## Problem to work on
Copy out the material below with "Getting Started" substituted for every occurrence of "Quickstart", keeping everything else the same.

## Supplied data
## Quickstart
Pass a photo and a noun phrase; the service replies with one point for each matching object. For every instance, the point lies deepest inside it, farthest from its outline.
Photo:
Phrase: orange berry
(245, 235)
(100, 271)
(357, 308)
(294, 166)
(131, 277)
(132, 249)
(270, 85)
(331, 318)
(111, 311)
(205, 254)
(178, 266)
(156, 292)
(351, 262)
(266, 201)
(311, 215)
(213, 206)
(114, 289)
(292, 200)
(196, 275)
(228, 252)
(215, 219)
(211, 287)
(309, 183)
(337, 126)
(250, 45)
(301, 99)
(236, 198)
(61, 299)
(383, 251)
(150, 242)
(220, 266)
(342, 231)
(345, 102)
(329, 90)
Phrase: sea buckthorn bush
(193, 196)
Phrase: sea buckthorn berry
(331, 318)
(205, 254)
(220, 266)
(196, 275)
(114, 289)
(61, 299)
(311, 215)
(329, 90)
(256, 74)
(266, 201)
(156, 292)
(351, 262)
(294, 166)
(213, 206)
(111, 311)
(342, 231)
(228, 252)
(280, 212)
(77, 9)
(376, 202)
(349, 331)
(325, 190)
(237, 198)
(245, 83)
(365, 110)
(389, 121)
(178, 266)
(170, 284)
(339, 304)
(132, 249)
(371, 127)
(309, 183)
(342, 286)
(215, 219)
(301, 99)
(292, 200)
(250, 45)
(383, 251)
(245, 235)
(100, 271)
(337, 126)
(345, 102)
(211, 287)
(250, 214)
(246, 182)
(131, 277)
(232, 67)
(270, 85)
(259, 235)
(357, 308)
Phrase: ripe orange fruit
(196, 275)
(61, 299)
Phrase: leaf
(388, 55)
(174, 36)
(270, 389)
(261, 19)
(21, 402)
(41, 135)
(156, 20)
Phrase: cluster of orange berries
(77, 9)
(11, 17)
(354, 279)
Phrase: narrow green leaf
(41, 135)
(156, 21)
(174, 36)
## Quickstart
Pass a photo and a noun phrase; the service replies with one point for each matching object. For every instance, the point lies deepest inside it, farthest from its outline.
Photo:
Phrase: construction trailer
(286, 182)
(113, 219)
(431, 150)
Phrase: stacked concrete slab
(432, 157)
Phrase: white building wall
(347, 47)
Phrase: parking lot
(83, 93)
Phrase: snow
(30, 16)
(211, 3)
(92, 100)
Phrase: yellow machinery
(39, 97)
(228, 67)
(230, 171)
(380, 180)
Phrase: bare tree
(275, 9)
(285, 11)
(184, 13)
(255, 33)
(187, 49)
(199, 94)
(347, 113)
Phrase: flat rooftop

## Answer to this problem
## Getting Started
Pass a photo and a noun phrase; the service replies with one point for each matching object. For every instance, the point lies deepest inside it, farthest from its outline.
Photo:
Phrase: orange berry
(245, 235)
(100, 271)
(357, 308)
(294, 166)
(131, 277)
(132, 249)
(270, 85)
(331, 318)
(111, 311)
(205, 254)
(178, 266)
(156, 292)
(351, 262)
(266, 201)
(311, 215)
(213, 206)
(114, 289)
(292, 200)
(196, 275)
(228, 252)
(215, 219)
(211, 287)
(309, 183)
(337, 126)
(250, 45)
(301, 99)
(236, 198)
(61, 299)
(383, 251)
(150, 242)
(220, 266)
(342, 231)
(345, 102)
(329, 90)
Phrase: sea buckthorn bush
(193, 196)
Phrase: sea buckthorn berry
(331, 318)
(205, 254)
(220, 266)
(196, 275)
(114, 289)
(61, 299)
(311, 215)
(329, 90)
(256, 74)
(266, 201)
(156, 292)
(351, 262)
(294, 166)
(213, 206)
(111, 311)
(342, 231)
(228, 252)
(280, 212)
(77, 9)
(376, 202)
(349, 331)
(325, 190)
(237, 198)
(245, 83)
(365, 110)
(389, 121)
(178, 266)
(170, 284)
(339, 304)
(132, 249)
(371, 127)
(309, 183)
(342, 286)
(215, 219)
(301, 99)
(292, 200)
(250, 45)
(383, 251)
(245, 235)
(100, 271)
(337, 126)
(345, 102)
(211, 287)
(250, 214)
(246, 182)
(131, 277)
(232, 67)
(270, 85)
(259, 235)
(357, 308)
Phrase: ripe orange fruit
(196, 275)
(61, 299)
Phrase: leaf
(388, 55)
(174, 36)
(270, 389)
(261, 19)
(21, 402)
(41, 135)
(156, 20)
Phrase: cluster of orange berries
(77, 9)
(11, 17)
(354, 279)
Phrase: narrow green leaf
(41, 135)
(156, 21)
(174, 36)
## Getting Started
Pass a photo and a noun phrase; the service replies with one point for each matching object. For every instance, the point lies deepest inside it, farthest from its outline.
Photo:
Phrase: construction trailer
(286, 182)
(113, 219)
(431, 150)
Phrase: stacked concrete slab
(432, 157)
Phrase: white building wall
(347, 47)
Phrase: parking lot
(83, 93)
Phrase: snow
(30, 16)
(211, 3)
(92, 100)
Phrase: yellow machinery
(39, 97)
(228, 67)
(230, 171)
(380, 180)
Phrase: bare tree
(275, 9)
(285, 11)
(184, 13)
(255, 33)
(187, 49)
(199, 94)
(347, 113)
Phrase: flat rooftop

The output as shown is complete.